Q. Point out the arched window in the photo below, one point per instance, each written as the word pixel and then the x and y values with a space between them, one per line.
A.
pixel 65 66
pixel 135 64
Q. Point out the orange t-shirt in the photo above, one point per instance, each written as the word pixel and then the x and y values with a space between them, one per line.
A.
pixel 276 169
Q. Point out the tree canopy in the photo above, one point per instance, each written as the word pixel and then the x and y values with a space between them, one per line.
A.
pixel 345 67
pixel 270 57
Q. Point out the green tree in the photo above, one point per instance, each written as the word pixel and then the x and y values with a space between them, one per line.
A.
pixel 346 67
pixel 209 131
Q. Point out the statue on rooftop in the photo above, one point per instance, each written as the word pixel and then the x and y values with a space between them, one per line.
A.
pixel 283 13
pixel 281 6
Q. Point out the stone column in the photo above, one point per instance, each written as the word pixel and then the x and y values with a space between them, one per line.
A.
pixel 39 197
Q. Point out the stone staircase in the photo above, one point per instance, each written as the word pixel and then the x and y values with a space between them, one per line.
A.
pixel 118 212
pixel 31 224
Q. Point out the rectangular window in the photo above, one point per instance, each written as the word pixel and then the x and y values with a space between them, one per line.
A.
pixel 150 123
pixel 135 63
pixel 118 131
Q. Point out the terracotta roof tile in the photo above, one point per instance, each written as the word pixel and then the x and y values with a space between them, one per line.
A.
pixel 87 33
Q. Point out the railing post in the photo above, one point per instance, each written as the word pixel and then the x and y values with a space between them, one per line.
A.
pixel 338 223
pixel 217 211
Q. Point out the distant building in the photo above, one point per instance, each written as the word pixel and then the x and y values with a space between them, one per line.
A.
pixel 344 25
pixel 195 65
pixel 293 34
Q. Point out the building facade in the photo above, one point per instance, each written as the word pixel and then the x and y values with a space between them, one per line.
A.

--------------------------------------------------

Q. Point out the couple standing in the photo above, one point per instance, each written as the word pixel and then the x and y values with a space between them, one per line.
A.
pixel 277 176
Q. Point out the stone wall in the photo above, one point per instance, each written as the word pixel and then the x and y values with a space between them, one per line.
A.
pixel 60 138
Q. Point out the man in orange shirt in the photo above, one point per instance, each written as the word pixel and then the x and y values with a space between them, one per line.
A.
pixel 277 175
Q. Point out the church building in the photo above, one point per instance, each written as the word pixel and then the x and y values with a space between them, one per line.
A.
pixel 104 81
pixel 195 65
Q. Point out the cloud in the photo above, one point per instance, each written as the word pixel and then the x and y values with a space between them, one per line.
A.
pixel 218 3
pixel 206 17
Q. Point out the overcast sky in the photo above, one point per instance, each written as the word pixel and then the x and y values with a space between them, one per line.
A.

--------------------------------------------------

Reproduce, character for character, the lines starting at the line that contains "Q. Point out the arched" and ending at the line that contains "pixel 135 64", including both of those lines.

» **FINAL RESULT**
Q. Point out the arched window in the photo below, one point per instance, each written as the word pixel and then the x and y values with a space between them, one per line.
A.
pixel 65 66
pixel 135 64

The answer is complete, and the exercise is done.